- Your instructions
Copy each entry as it stands, leaving nothing out.

(Stored items from a collection)
— begin —
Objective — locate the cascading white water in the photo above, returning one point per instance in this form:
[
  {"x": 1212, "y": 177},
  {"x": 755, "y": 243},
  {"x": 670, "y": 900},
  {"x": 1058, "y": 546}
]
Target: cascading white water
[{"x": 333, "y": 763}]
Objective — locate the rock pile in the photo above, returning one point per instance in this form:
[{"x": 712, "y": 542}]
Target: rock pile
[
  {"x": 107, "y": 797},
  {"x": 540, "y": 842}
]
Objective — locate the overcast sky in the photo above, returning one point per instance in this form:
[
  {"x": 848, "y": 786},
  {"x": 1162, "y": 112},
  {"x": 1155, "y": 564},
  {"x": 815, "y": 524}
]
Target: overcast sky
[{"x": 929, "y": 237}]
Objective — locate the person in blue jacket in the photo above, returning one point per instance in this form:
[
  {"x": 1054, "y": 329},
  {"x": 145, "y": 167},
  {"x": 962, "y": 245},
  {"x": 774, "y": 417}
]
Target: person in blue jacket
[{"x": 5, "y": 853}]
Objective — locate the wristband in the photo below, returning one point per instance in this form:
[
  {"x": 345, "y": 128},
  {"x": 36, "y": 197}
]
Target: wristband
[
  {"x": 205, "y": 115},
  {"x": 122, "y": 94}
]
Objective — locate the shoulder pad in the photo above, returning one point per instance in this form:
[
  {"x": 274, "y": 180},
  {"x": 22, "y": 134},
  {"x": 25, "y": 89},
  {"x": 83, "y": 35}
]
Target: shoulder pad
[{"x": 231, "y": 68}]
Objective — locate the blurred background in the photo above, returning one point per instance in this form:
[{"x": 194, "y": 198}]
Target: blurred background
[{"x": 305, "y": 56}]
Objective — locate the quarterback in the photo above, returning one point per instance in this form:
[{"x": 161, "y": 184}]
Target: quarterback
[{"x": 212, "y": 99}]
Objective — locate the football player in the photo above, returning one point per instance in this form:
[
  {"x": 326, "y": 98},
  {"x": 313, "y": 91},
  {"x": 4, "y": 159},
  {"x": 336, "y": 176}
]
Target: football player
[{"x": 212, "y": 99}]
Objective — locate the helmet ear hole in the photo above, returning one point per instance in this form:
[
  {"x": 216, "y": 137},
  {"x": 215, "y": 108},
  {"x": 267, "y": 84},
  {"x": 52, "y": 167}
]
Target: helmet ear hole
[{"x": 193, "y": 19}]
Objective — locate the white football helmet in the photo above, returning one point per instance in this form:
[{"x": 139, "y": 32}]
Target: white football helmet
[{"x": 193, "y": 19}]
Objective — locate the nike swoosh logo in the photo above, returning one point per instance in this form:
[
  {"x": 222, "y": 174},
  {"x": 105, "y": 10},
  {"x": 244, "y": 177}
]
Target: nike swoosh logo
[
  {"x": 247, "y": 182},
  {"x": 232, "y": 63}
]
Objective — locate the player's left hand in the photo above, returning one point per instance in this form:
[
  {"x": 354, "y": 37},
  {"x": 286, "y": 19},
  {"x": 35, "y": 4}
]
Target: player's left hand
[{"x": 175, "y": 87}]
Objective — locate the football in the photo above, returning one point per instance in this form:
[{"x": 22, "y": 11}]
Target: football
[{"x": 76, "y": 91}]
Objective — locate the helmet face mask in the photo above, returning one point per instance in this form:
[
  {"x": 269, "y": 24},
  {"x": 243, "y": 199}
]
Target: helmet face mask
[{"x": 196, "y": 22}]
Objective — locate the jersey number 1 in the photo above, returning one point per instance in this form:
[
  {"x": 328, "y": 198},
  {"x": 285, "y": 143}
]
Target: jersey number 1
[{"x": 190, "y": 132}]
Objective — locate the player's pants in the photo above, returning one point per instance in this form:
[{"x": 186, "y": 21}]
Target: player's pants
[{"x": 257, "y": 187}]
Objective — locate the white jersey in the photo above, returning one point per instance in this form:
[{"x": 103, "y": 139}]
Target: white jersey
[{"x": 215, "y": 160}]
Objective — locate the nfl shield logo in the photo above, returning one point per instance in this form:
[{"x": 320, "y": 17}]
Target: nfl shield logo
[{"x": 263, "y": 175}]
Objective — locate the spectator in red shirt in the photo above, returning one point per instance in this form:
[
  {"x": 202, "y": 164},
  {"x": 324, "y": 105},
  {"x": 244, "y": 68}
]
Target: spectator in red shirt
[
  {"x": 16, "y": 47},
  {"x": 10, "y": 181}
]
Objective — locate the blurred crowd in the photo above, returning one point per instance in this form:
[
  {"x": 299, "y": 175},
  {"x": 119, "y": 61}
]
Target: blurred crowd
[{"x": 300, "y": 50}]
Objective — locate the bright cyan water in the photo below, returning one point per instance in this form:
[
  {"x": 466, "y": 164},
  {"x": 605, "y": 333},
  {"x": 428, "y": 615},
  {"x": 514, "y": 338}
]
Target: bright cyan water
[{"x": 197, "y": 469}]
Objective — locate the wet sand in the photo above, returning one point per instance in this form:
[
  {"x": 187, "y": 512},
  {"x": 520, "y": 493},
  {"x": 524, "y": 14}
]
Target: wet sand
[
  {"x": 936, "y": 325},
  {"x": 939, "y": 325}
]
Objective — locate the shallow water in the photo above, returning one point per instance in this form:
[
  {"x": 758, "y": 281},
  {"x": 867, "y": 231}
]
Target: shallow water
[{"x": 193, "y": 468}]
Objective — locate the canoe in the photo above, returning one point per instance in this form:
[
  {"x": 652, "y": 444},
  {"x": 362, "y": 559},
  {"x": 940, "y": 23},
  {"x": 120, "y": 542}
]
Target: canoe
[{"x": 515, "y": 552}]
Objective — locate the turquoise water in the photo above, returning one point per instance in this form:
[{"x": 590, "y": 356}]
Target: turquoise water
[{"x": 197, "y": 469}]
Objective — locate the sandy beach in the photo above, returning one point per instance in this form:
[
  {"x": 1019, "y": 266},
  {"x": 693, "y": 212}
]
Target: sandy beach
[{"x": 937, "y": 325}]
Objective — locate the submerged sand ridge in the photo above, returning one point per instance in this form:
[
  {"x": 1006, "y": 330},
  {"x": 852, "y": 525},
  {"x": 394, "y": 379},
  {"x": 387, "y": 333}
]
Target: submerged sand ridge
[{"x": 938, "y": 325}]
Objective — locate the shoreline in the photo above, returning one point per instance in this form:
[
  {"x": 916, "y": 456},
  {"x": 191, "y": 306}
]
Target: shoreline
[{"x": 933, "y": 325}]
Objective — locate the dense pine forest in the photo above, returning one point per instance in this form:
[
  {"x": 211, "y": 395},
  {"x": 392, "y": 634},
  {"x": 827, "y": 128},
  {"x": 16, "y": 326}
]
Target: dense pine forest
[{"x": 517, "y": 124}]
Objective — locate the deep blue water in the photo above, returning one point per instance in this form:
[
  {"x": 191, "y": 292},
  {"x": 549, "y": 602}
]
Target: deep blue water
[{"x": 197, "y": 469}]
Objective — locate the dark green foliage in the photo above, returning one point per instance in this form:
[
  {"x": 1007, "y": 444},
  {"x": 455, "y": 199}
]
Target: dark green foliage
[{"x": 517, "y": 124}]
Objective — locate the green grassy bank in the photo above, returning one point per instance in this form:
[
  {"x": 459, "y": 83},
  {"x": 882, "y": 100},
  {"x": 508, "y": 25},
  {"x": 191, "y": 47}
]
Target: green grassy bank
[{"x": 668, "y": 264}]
— end —
- Task answer
Objective — locate the cascading white water in the photo above, returning one point per instance in this form:
[
  {"x": 1212, "y": 177},
  {"x": 755, "y": 243},
  {"x": 670, "y": 900},
  {"x": 1058, "y": 546}
]
Target: cascading white water
[{"x": 333, "y": 763}]
Objective — locate the rock pile in the photo above, returning one point per instance in this form:
[{"x": 712, "y": 542}]
Target: rock pile
[
  {"x": 107, "y": 797},
  {"x": 540, "y": 842}
]
Objective — locate the overcast sky in the photo above, returning one point per instance in this form:
[
  {"x": 848, "y": 786},
  {"x": 1162, "y": 112},
  {"x": 1155, "y": 564},
  {"x": 815, "y": 524}
]
Target: overcast sky
[{"x": 929, "y": 237}]
Objective — locate the person in blue jacket in the photo above, returning one point per instance in this form:
[
  {"x": 1054, "y": 329},
  {"x": 145, "y": 167},
  {"x": 962, "y": 245},
  {"x": 774, "y": 417}
]
Target: person in blue jacket
[{"x": 5, "y": 853}]
Objective — locate the wristband in the photo below, returning one point per instance in this form:
[
  {"x": 345, "y": 128},
  {"x": 36, "y": 197}
]
Target: wristband
[
  {"x": 205, "y": 115},
  {"x": 122, "y": 94}
]
Objective — locate the shoulder pad in the photo above, returning one point per instance in this form:
[
  {"x": 274, "y": 180},
  {"x": 22, "y": 134},
  {"x": 25, "y": 89},
  {"x": 83, "y": 35}
]
Target: shoulder pad
[{"x": 231, "y": 68}]
Objective — locate the blurred background in the photo above, returning one point per instance in this form:
[{"x": 194, "y": 198}]
Target: blurred background
[{"x": 305, "y": 56}]
Objective — locate the quarterback in the photo above, returning one point per instance in this form:
[{"x": 161, "y": 184}]
Target: quarterback
[{"x": 212, "y": 99}]
Objective — locate the football player in the photo above, returning one point per instance in this form:
[
  {"x": 326, "y": 98},
  {"x": 313, "y": 91},
  {"x": 4, "y": 159},
  {"x": 336, "y": 176}
]
Target: football player
[{"x": 212, "y": 99}]
Objective — locate the helmet ear hole in the photo above, returning one point per instance in this form:
[
  {"x": 216, "y": 137},
  {"x": 215, "y": 108},
  {"x": 267, "y": 84},
  {"x": 52, "y": 167}
]
Target: helmet ear hole
[{"x": 193, "y": 19}]
Objective — locate the white football helmet in the photo above, returning one point per instance in this form:
[{"x": 139, "y": 32}]
Target: white football helmet
[{"x": 193, "y": 19}]
Objective — locate the nike swoosh logo in the photo above, returning one point per instance in this form:
[
  {"x": 222, "y": 174},
  {"x": 105, "y": 10},
  {"x": 244, "y": 177}
]
Target: nike swoosh logo
[
  {"x": 247, "y": 182},
  {"x": 232, "y": 63}
]
Objective — locate the player's left hand in the photo above, returning one point per instance in this form:
[
  {"x": 354, "y": 37},
  {"x": 286, "y": 19},
  {"x": 35, "y": 4}
]
Target: player's left hand
[{"x": 175, "y": 87}]
Objective — locate the football in the photo above, returning one point per instance in this form:
[{"x": 22, "y": 11}]
Target: football
[{"x": 76, "y": 91}]
Objective — locate the helmet face mask in the photo above, returning one point per instance in this form:
[
  {"x": 269, "y": 24},
  {"x": 243, "y": 199}
]
Target: helmet face mask
[{"x": 196, "y": 22}]
Objective — locate the jersey number 1 in the photo above, returning one point per instance in this form:
[
  {"x": 328, "y": 198},
  {"x": 285, "y": 143}
]
Target: jersey number 1
[{"x": 190, "y": 132}]
Objective — locate the player's pants in the photo above, returning one point per instance in this form:
[{"x": 186, "y": 21}]
Target: player's pants
[{"x": 257, "y": 187}]
Objective — locate the white jersey in the photo above, returning one point per instance in this form:
[{"x": 103, "y": 139}]
Target: white jersey
[{"x": 215, "y": 160}]
Objective — locate the nfl shield logo in the photo above, returning one point per instance in this form:
[{"x": 320, "y": 17}]
Target: nfl shield logo
[{"x": 263, "y": 175}]
Objective — locate the spectator in red shirt in the photo above, returning one point per instance in this form:
[
  {"x": 202, "y": 164},
  {"x": 324, "y": 105},
  {"x": 244, "y": 68}
]
Target: spectator in red shirt
[
  {"x": 16, "y": 47},
  {"x": 10, "y": 181}
]
Objective — locate the blurred crowd in the photo above, returning one point per instance in this form:
[
  {"x": 299, "y": 175},
  {"x": 119, "y": 61}
]
Target: blurred crowd
[{"x": 300, "y": 50}]
Objective — locate the bright cyan water in the photo below, returning one point per instance in this form:
[
  {"x": 466, "y": 164},
  {"x": 605, "y": 333},
  {"x": 428, "y": 615},
  {"x": 514, "y": 338}
]
Target: bright cyan water
[{"x": 197, "y": 469}]
Objective — locate the wet sand in the photo above, returning one point per instance in this form:
[
  {"x": 187, "y": 512},
  {"x": 520, "y": 493},
  {"x": 524, "y": 14}
]
Target: wet sand
[
  {"x": 936, "y": 325},
  {"x": 939, "y": 325}
]
Objective — locate the shallow water in the photo above, returning one point per instance in this form:
[
  {"x": 758, "y": 281},
  {"x": 867, "y": 231}
]
Target: shallow water
[{"x": 193, "y": 468}]
Objective — locate the canoe in the photo above, returning one point per instance in this form:
[
  {"x": 652, "y": 444},
  {"x": 362, "y": 559},
  {"x": 940, "y": 23},
  {"x": 120, "y": 542}
]
Target: canoe
[{"x": 515, "y": 552}]
Objective — locate the turquoise water in the photo above, returning one point per instance in this form:
[{"x": 590, "y": 356}]
Target: turquoise water
[{"x": 197, "y": 469}]
Objective — locate the sandy beach in the photo above, returning one point per instance in this form:
[
  {"x": 1019, "y": 266},
  {"x": 693, "y": 212}
]
Target: sandy beach
[{"x": 937, "y": 325}]
Objective — locate the submerged sand ridge in the photo above, returning one point per instance in this form:
[
  {"x": 1006, "y": 330},
  {"x": 852, "y": 525},
  {"x": 394, "y": 379},
  {"x": 387, "y": 333}
]
Target: submerged sand ridge
[{"x": 938, "y": 325}]
Objective — locate the shoreline in the photo above, returning one point per instance in this form:
[
  {"x": 916, "y": 456},
  {"x": 191, "y": 306}
]
Target: shoreline
[{"x": 933, "y": 325}]
Objective — locate the dense pine forest in the photo above, returning one point per instance in this form:
[
  {"x": 211, "y": 395},
  {"x": 392, "y": 634},
  {"x": 827, "y": 128},
  {"x": 16, "y": 326}
]
Target: dense pine forest
[{"x": 517, "y": 124}]
Objective — locate the deep blue water in the photo above, returning one point per instance in this form:
[
  {"x": 191, "y": 292},
  {"x": 549, "y": 602}
]
Target: deep blue water
[{"x": 197, "y": 469}]
Objective — locate the dark green foliage in the photo above, returning one point per instance in this form:
[
  {"x": 1007, "y": 444},
  {"x": 455, "y": 199}
]
Target: dark green foliage
[{"x": 517, "y": 124}]
Objective — locate the green grassy bank in the photo above, returning one point per instance in this form:
[
  {"x": 459, "y": 83},
  {"x": 882, "y": 100},
  {"x": 508, "y": 25},
  {"x": 191, "y": 47}
]
Target: green grassy bank
[{"x": 668, "y": 264}]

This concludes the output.